> AIM: Lay out the items as a numbered list, running from their first line up to and including the line with "(187, 228), (218, 270)", and leave out any blank lines.

> THE DATA:

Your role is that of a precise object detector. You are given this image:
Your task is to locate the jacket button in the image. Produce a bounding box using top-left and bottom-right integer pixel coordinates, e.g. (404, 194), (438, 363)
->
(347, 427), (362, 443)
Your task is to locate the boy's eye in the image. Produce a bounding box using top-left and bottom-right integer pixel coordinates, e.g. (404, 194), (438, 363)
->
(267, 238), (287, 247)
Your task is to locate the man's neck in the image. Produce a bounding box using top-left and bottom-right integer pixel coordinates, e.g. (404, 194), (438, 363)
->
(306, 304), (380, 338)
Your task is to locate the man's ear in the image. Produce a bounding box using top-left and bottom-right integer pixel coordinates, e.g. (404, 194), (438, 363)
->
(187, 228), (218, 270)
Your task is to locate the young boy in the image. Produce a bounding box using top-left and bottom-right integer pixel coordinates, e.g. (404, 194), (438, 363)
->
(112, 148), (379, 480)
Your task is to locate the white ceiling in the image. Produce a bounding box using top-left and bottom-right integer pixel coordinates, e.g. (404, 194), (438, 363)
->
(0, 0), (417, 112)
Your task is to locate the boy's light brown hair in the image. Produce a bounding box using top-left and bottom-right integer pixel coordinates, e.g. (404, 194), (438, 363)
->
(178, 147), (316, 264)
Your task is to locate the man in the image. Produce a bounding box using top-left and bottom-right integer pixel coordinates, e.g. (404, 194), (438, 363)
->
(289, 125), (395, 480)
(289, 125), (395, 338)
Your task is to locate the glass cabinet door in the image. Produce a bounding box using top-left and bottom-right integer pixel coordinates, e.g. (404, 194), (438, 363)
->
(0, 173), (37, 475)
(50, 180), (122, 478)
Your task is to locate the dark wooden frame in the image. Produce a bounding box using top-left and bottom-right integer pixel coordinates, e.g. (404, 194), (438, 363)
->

> RESULT OF THIS EXERCISE:
1. Your role is that of a precise object detector. You are given this image:
2. Your task is to locate the jacket button in the image. Produce a bounding box using top-left and bottom-right integer pixel coordinates, e.g. (404, 194), (438, 363)
3. ->
4. (347, 427), (362, 443)
5. Your task is to locate the boy's eye in the image. Produce a bounding box using top-left and bottom-right integer pixel coordinates, e.g. (404, 194), (438, 363)
6. ->
7. (267, 238), (287, 247)
8. Your task is to locate the man's neck in the image. Produce a bounding box using top-left and bottom-right integer pixel coordinates, e.g. (404, 194), (438, 363)
9. ->
10. (306, 304), (380, 338)
11. Your task is to locate the man's ear in the image. Produce a bounding box using top-left and bottom-right integer pixel coordinates, e.g. (404, 194), (438, 363)
12. ->
13. (187, 228), (218, 270)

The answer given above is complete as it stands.